Description of the task: Pick out each line in the data that contains the word "parked" and copy those lines.
------ Stored data
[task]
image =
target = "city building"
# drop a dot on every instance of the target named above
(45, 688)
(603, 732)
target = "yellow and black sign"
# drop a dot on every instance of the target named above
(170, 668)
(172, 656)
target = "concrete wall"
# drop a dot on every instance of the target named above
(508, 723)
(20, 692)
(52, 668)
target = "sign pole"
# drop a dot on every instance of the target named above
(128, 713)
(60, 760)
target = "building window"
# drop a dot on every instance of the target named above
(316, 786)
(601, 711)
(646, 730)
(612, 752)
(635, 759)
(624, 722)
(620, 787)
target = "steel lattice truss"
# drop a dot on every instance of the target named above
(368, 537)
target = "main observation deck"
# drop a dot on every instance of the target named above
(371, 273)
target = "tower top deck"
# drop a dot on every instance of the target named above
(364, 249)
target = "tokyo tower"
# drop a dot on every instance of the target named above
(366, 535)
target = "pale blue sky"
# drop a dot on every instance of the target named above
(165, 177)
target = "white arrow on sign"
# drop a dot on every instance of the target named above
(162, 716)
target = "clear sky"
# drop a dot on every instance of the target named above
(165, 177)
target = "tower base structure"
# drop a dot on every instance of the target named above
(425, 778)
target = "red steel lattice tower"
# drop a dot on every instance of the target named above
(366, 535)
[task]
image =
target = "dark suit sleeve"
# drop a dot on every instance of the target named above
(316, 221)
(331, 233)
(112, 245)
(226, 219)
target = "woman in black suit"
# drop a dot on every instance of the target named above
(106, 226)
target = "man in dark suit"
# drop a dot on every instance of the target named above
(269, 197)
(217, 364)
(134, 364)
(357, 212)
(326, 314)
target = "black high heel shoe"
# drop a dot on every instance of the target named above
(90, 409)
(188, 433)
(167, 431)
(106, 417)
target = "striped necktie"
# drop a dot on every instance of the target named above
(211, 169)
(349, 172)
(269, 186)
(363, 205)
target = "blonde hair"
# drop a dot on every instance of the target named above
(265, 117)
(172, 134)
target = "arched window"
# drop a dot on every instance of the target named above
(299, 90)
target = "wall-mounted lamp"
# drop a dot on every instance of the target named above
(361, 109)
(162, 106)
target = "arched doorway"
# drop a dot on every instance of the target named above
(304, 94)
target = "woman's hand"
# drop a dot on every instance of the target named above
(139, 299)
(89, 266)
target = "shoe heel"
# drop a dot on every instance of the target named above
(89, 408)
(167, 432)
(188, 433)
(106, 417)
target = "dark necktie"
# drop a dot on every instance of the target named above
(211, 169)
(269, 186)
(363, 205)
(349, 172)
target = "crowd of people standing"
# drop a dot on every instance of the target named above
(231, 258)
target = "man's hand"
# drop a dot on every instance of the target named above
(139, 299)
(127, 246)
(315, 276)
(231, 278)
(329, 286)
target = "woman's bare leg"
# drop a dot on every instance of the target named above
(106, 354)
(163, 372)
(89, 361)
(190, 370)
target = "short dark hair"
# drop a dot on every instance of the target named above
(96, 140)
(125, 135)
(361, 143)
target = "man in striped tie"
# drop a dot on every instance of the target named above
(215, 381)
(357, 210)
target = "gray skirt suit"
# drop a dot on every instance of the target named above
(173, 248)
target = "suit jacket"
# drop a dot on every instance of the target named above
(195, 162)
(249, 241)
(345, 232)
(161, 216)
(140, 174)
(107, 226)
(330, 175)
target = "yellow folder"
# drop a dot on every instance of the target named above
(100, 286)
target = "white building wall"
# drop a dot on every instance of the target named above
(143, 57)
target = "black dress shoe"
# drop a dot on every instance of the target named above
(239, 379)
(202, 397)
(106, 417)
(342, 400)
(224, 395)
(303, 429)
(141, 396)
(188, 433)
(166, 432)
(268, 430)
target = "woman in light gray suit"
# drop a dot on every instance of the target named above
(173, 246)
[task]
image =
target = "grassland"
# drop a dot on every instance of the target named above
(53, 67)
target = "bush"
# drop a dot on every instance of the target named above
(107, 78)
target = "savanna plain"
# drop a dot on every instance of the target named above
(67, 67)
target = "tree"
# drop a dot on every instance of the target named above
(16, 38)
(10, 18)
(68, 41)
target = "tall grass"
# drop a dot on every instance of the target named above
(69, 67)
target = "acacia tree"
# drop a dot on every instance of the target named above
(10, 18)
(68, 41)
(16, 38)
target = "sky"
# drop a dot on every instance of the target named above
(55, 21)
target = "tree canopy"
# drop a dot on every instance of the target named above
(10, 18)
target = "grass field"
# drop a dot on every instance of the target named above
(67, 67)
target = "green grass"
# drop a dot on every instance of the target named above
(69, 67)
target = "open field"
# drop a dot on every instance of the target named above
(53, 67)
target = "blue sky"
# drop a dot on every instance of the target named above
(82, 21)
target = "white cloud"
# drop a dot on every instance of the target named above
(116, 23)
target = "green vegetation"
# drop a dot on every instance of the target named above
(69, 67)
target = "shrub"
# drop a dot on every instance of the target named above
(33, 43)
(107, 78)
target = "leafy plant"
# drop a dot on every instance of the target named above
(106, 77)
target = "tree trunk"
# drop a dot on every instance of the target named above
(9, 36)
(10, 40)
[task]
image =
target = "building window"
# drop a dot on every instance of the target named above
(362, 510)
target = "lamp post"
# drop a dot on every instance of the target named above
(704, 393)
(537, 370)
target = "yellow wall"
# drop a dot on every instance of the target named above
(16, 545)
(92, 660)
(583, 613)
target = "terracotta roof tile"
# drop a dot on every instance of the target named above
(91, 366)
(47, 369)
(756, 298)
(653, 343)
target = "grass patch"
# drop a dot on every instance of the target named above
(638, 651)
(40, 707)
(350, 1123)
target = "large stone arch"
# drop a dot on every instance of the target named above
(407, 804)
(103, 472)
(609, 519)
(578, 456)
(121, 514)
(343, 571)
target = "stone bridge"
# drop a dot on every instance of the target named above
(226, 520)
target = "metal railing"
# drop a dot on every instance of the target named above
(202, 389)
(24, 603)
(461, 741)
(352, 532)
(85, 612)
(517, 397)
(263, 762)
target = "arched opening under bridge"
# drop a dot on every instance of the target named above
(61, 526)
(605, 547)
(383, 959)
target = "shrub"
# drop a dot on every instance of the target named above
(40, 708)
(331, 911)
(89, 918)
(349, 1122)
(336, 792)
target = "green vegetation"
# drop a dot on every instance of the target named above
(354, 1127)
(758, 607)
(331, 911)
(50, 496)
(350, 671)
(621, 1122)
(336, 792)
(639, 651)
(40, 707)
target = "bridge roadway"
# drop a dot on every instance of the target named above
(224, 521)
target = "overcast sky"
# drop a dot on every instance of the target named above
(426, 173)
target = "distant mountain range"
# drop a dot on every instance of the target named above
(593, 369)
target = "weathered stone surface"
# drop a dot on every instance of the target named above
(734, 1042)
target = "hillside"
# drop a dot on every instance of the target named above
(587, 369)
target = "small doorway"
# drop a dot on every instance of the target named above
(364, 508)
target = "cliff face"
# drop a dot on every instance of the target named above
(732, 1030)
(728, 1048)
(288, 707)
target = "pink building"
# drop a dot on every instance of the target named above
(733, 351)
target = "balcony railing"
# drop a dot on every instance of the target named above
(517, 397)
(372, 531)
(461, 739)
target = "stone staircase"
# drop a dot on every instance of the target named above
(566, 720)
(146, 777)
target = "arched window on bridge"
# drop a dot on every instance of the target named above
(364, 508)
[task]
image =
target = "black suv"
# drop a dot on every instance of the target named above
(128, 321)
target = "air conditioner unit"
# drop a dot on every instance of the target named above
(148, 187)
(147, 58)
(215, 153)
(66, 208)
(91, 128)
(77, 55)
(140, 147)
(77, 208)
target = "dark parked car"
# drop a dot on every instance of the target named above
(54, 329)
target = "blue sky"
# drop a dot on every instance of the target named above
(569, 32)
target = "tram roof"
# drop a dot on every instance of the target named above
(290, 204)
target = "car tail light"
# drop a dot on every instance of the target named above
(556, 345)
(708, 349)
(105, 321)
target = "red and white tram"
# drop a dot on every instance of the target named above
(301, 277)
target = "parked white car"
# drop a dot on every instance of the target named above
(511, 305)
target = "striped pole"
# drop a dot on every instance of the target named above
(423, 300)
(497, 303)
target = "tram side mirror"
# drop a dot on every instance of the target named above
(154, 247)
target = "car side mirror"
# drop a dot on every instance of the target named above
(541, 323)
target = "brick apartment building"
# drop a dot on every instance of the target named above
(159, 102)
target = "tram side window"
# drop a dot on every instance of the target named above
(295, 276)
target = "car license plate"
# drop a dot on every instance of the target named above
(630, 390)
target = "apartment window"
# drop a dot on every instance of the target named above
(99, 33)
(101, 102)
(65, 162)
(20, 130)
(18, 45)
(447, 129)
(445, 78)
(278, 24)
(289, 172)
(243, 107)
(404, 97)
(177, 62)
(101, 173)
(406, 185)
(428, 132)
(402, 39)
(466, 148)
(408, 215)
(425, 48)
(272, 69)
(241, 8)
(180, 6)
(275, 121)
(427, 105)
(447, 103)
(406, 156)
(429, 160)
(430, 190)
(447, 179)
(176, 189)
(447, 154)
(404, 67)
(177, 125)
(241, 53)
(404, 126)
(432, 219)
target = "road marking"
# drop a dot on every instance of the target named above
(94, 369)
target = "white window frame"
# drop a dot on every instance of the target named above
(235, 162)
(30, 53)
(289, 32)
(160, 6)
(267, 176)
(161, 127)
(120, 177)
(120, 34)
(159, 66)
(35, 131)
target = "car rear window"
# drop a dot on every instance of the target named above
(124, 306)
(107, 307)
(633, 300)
------------
Exercise solution:
target = "dark parked car"
target = "parked white car"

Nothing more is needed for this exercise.